== Input

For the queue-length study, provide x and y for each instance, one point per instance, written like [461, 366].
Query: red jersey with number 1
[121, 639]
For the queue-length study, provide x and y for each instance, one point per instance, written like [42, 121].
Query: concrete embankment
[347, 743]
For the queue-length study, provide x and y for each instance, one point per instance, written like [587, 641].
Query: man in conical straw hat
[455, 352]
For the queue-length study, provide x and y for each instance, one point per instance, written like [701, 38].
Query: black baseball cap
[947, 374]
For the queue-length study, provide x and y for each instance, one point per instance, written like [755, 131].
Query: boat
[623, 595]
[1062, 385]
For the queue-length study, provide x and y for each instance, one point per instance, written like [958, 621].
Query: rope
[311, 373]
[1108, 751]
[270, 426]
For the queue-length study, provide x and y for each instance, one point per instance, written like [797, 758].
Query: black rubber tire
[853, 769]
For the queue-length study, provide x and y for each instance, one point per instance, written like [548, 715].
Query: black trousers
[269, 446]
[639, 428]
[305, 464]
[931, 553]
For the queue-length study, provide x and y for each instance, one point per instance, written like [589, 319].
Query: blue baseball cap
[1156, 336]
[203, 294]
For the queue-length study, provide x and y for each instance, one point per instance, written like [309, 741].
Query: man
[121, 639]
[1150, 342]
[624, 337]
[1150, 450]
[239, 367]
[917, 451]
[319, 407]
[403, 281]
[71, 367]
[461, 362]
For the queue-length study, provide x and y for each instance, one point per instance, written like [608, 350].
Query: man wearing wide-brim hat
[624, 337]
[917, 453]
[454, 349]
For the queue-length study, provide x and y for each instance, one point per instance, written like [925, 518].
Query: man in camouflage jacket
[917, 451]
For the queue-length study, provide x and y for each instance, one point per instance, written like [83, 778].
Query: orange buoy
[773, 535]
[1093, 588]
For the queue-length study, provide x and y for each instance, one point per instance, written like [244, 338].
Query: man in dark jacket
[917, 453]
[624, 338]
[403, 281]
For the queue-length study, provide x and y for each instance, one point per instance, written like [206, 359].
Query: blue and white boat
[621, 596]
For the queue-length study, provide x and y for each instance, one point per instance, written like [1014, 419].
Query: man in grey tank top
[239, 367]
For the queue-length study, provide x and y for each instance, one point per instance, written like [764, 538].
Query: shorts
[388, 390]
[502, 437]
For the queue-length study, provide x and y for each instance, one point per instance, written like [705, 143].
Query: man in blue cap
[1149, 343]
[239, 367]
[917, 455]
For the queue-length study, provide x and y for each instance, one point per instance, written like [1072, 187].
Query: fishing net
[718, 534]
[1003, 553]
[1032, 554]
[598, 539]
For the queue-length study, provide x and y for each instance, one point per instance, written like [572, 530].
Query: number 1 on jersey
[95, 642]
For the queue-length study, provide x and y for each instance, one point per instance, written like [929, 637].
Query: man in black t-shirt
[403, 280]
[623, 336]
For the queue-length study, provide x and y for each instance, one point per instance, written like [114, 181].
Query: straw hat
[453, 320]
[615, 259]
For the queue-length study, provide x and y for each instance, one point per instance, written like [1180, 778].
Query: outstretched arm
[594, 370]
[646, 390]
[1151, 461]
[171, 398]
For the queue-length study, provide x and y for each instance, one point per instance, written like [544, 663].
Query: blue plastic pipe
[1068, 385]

====

Restate all the material exactly, word for word.

For the queue-length study, provide x and y for each instance, one point per instance, written like [461, 366].
Query: red jersey with number 1
[121, 639]
For the queue-length study, provide x and y for each instance, one point per instance, written like [42, 121].
Query: concrete embankment
[347, 743]
For the queue-length study, provide x and y for each instance, one point per instance, written like [587, 641].
Query: man in conical straw hat
[455, 352]
For the queue-length study, provide x and y for each instance, one point per instance, written like [701, 38].
Query: black baseball cap
[947, 374]
For the queue-length study, provide x and y for each instance, one point per instance, written like [755, 131].
Query: boat
[623, 595]
[1062, 385]
For the queue-length study, provide x and y for each instance, one point per instance, written like [958, 621].
Query: rope
[311, 373]
[1108, 751]
[270, 426]
For the queue-length study, provide x and y for each instance, one point per instance, written like [797, 758].
Query: black rubber tire
[853, 769]
For the queue-length study, provide x and y for each instance, one point per instance, written like [548, 715].
Query: black trousers
[269, 446]
[639, 428]
[305, 464]
[931, 553]
For the queue-length study, provide x and y for each instance, one point per instance, written like [589, 319].
Query: blue baseball cap
[1156, 336]
[203, 294]
For the queue-length study, provide x and y for each instance, one point per instance, written like [309, 741].
Query: man
[121, 639]
[1150, 342]
[624, 337]
[1150, 450]
[239, 367]
[917, 451]
[319, 407]
[403, 281]
[71, 367]
[461, 362]
For the queue-length study, provide x and y for each instance, one point per instance, written like [608, 350].
Query: man wearing wide-brim hat
[624, 337]
[917, 453]
[454, 349]
For the queue-length study, provide x and y for each instance, one point per instance, written like [925, 518].
Query: man in camouflage jacket
[917, 451]
For the queue-length study, provide x and y for each instance, one point per instance, written like [83, 778].
Query: orange buoy
[773, 535]
[1093, 588]
For the queue-length study, provide x and y for each instance, one point per instance, written like [244, 338].
Query: man in dark jacket
[917, 453]
[624, 338]
[403, 281]
For the queue-length study, provide x and y for each instance, one point per instance, written like [206, 359].
Query: blue and white boat
[621, 596]
For the queue-length study, provide x and y for each instance, one point per instance, written like [1014, 419].
Query: man in grey tank top
[239, 367]
For the queue-length study, provide x and y for each instance, one point per instance, written like [764, 538].
Query: shorts
[388, 390]
[502, 437]
For the queue-length study, provide x and y for each instance, one point per instance, written like [705, 143].
Query: man in blue cap
[1149, 343]
[239, 367]
[917, 455]
For the queue-length study, provide x and y for each instance, one point per instance, written like [1072, 187].
Query: fishing net
[718, 534]
[1003, 553]
[1032, 554]
[598, 539]
For the queue-length study, provide x and y for each instance, one point per instance, written like [572, 530].
Query: number 1 on jersey
[95, 642]
For the queue-length study, provide x and y for each instance, one point per instance, written like [929, 637].
Query: man in black t-shirt
[403, 280]
[623, 336]
For the queue-length study, provide x and y for each instance, one point per instance, written like [114, 181].
Query: straw hat
[453, 320]
[615, 259]
For the queue-length study, provide x and y for each instance, one point per instance, written like [1180, 778].
Query: outstretched arm
[594, 370]
[646, 390]
[1151, 461]
[171, 398]
For the queue-length study, provide x and y for each instance, one point per instance, written like [544, 663].
Query: blue plastic pipe
[1068, 385]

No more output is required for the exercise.